[Records from a data source]
····················
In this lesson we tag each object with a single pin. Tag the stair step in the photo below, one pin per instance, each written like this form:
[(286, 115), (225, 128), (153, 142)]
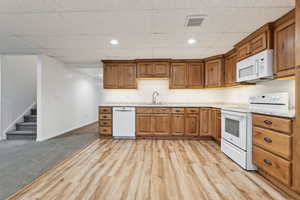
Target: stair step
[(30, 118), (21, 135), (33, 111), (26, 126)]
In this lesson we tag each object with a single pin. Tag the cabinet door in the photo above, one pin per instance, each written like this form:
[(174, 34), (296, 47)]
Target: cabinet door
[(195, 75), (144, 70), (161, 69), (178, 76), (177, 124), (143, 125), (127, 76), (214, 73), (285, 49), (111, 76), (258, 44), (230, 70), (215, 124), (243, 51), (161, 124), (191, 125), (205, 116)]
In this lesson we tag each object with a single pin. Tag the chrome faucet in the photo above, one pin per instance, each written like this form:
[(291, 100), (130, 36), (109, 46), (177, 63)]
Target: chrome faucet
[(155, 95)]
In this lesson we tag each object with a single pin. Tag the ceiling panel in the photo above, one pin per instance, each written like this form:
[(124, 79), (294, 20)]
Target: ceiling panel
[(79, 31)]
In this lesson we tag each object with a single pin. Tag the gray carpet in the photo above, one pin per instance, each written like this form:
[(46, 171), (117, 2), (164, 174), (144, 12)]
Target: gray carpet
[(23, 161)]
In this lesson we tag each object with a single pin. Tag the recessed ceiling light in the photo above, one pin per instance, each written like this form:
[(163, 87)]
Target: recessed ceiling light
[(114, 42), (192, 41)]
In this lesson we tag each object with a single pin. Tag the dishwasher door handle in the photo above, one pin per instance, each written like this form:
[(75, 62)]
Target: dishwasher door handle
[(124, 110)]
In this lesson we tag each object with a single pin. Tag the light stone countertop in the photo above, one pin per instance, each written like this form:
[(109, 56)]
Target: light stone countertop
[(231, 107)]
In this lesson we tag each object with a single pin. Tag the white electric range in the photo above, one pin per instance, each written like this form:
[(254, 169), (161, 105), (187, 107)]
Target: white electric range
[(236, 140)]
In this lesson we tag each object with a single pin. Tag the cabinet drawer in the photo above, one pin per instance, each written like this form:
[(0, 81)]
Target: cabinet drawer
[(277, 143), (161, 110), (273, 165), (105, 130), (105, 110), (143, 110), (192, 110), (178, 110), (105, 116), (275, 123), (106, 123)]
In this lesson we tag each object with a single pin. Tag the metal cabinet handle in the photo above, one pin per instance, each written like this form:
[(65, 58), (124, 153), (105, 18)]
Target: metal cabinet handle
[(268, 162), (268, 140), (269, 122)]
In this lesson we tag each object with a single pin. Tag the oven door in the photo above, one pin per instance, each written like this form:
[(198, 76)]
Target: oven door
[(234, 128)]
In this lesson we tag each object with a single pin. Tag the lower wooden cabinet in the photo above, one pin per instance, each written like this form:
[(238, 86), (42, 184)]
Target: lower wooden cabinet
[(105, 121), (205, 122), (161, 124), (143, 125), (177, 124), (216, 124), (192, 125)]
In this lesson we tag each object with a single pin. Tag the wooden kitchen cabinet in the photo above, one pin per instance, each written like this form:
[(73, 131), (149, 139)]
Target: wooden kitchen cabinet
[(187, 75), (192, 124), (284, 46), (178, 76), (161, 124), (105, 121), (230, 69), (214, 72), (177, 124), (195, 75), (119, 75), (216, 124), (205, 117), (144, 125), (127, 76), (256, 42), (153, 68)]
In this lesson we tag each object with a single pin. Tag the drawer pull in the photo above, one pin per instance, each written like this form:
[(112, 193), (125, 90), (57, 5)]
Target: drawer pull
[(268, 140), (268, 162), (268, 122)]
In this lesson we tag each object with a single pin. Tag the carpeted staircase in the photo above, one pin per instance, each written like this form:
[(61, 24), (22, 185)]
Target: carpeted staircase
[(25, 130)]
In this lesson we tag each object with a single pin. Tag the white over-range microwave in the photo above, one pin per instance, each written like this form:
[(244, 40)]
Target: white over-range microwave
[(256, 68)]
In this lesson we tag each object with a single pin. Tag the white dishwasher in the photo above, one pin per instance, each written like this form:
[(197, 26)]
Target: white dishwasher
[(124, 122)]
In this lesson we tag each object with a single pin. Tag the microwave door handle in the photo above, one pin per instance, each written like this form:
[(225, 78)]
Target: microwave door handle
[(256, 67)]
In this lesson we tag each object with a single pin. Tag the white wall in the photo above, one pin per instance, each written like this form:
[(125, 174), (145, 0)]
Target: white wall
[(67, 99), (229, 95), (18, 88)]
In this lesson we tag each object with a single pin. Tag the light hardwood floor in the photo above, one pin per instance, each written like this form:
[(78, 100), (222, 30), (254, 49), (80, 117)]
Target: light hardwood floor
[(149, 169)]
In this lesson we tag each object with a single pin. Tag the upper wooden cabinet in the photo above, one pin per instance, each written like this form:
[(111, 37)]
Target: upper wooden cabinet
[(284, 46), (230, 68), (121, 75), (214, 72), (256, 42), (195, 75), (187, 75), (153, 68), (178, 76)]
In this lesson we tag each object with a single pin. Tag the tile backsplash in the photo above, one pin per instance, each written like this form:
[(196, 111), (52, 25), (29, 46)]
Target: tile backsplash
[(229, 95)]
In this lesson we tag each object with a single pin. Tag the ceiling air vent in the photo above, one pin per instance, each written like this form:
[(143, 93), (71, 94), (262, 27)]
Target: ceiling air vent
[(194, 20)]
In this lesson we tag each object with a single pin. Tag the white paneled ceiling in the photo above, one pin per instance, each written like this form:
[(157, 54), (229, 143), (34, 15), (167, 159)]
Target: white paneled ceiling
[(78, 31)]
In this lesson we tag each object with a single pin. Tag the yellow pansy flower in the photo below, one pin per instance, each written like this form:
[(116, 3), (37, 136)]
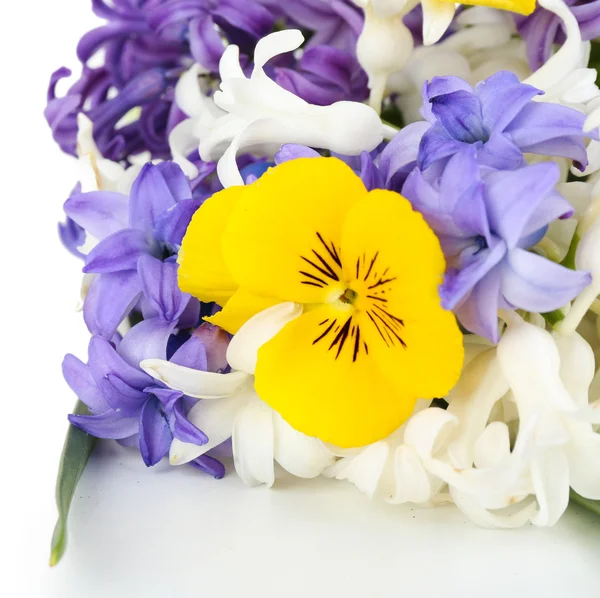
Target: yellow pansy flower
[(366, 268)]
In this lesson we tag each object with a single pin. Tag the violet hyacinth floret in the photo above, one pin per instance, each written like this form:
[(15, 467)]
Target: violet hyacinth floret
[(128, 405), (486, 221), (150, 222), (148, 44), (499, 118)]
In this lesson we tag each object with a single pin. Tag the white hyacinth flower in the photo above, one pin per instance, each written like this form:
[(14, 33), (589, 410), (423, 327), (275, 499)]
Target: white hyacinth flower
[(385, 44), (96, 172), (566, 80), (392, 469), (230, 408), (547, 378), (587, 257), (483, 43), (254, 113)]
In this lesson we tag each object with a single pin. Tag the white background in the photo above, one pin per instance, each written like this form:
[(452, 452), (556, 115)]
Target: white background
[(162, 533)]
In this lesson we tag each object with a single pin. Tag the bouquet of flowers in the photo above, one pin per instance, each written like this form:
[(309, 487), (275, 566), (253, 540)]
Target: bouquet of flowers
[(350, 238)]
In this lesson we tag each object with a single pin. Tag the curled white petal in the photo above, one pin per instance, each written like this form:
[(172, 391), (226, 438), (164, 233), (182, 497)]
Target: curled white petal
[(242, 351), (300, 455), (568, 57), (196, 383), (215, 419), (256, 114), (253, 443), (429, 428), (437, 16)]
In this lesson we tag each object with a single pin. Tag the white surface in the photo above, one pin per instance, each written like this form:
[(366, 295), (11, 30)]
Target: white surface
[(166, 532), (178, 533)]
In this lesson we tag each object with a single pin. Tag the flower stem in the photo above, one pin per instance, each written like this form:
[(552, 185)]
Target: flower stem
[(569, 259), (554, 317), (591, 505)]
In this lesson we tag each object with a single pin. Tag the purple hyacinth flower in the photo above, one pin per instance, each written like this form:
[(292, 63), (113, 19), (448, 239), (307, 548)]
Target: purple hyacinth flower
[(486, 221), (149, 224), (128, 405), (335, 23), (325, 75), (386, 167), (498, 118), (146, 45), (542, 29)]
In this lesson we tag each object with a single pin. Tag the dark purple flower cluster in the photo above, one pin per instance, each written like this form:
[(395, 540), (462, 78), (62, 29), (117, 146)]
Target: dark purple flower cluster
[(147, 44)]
····················
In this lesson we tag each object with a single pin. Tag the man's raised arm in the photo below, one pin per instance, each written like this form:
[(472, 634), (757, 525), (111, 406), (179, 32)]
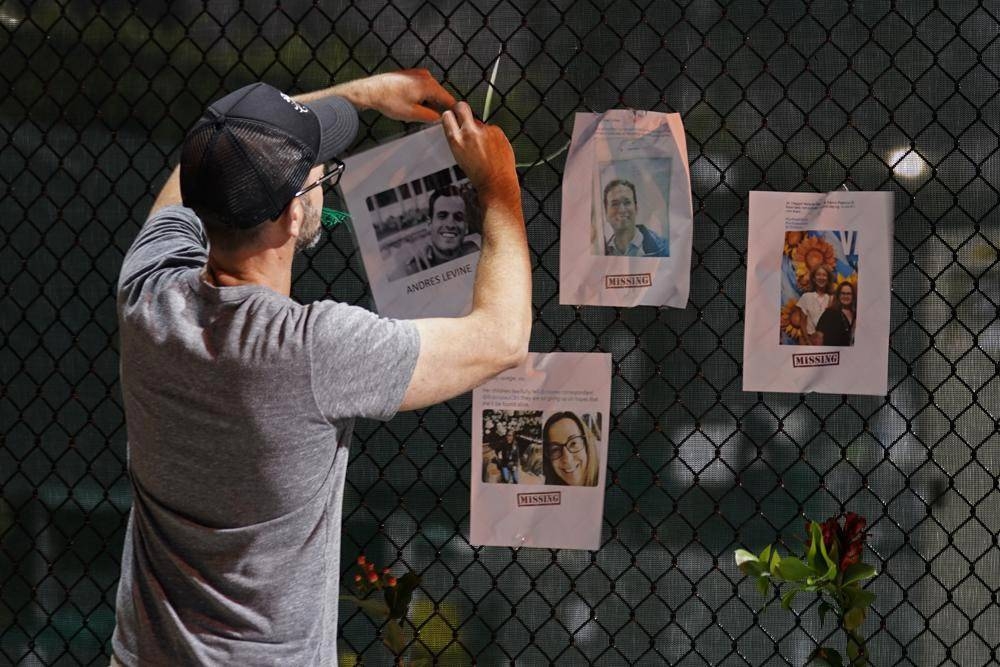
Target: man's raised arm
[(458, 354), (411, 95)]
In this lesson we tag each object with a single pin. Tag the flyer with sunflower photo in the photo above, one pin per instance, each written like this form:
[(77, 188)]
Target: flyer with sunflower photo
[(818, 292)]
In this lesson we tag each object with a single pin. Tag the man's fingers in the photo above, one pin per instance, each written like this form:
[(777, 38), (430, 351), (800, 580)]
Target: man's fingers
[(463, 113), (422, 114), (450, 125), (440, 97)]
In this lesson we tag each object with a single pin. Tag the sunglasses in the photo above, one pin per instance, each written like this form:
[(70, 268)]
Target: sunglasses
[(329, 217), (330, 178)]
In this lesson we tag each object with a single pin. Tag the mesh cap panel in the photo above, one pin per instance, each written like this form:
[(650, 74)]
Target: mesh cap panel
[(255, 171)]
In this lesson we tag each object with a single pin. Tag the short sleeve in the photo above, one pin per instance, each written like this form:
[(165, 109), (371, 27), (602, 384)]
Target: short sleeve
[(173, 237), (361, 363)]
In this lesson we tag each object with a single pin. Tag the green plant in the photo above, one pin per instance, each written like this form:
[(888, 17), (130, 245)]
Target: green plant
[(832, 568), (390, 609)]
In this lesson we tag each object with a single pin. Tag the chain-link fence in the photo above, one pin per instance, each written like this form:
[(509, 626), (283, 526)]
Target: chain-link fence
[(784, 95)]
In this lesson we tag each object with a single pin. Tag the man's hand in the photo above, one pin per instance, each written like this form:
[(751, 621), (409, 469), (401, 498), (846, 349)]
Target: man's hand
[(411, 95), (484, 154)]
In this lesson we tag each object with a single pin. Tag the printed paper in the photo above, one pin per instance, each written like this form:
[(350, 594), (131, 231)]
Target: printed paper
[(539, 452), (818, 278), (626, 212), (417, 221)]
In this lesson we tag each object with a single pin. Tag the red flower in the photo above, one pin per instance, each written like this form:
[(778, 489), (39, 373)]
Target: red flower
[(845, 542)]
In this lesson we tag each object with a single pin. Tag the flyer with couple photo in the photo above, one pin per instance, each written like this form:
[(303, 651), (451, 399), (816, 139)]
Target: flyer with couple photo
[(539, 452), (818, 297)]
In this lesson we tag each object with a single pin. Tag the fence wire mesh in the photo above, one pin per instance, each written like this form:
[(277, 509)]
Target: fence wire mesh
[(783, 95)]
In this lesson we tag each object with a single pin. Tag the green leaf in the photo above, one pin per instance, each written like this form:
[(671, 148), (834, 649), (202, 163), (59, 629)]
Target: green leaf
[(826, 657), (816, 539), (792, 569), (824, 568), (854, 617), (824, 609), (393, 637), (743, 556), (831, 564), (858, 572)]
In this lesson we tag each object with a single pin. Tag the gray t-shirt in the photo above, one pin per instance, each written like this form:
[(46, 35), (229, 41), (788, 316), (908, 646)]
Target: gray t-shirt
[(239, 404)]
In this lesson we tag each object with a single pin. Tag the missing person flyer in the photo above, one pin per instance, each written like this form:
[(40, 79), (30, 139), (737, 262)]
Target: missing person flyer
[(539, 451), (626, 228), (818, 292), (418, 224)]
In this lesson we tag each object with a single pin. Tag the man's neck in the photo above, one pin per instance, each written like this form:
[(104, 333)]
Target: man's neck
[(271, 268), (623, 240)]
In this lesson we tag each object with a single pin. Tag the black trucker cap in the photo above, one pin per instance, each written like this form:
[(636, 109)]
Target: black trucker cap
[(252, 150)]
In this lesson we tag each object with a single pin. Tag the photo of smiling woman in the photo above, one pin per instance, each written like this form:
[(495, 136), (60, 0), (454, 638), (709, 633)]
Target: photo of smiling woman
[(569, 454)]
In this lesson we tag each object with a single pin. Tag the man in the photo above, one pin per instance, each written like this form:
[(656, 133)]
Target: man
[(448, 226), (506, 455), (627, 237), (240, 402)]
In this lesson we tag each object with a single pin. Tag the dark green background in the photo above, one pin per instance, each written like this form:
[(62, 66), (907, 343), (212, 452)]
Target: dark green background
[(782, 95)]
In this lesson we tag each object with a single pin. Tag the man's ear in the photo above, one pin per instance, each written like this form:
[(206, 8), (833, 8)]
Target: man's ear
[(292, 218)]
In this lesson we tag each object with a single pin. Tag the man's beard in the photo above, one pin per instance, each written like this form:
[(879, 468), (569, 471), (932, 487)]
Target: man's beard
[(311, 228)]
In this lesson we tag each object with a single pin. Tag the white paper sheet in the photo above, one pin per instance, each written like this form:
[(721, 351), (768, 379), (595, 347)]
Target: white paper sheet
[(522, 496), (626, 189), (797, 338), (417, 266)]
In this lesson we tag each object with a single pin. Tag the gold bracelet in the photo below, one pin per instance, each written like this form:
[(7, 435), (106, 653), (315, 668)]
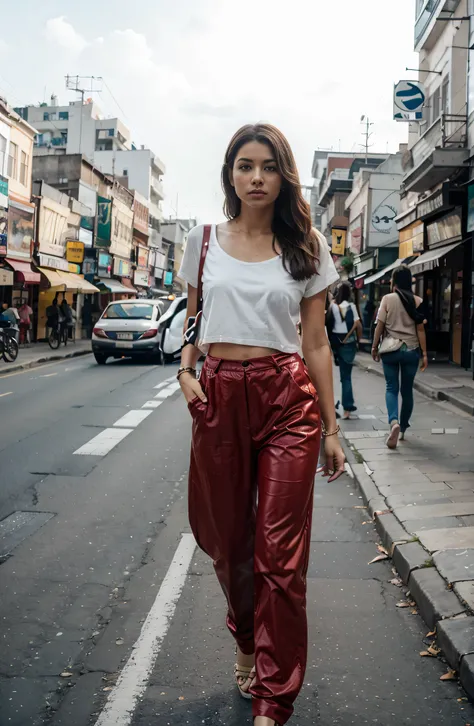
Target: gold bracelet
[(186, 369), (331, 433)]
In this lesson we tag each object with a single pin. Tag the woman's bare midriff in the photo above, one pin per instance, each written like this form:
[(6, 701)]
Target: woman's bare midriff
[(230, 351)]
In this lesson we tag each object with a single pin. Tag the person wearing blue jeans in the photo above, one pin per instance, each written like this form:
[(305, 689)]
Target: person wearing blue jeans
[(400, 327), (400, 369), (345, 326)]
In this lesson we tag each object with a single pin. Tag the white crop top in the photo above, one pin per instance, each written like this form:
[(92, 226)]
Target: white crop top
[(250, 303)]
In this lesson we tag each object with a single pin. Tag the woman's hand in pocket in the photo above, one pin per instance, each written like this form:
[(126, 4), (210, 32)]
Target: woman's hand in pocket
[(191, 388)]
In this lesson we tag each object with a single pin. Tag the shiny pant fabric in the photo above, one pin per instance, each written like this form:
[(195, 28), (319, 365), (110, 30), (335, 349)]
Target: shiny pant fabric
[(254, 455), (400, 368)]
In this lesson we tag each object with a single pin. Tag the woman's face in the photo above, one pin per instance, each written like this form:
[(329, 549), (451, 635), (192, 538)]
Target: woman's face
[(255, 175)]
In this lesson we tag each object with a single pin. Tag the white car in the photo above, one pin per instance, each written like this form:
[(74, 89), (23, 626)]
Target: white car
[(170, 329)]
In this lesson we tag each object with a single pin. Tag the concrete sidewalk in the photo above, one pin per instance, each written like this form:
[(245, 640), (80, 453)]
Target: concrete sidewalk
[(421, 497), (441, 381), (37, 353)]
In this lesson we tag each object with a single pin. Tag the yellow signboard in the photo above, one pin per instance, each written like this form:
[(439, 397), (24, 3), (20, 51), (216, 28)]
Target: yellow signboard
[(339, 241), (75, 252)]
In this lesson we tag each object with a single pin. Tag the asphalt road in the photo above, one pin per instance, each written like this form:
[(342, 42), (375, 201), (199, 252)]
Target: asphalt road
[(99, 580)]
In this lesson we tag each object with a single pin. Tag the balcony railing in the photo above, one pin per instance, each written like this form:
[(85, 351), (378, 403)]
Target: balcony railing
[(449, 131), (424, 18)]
····················
Direction: Can you print the rows from the line containing "Tag the stair" through the line containing "[(30, 118), (21, 135), (33, 111), (26, 126)]", with both ends included and the pictures left out?

Final result:
In this lesson we tag each object with a single pin. Tag the stair step in the photo below, one pin per instance, each written like this form:
[(286, 115), (225, 128), (153, 142)]
Target: stair step
[(30, 118), (21, 135), (33, 111), (26, 126)]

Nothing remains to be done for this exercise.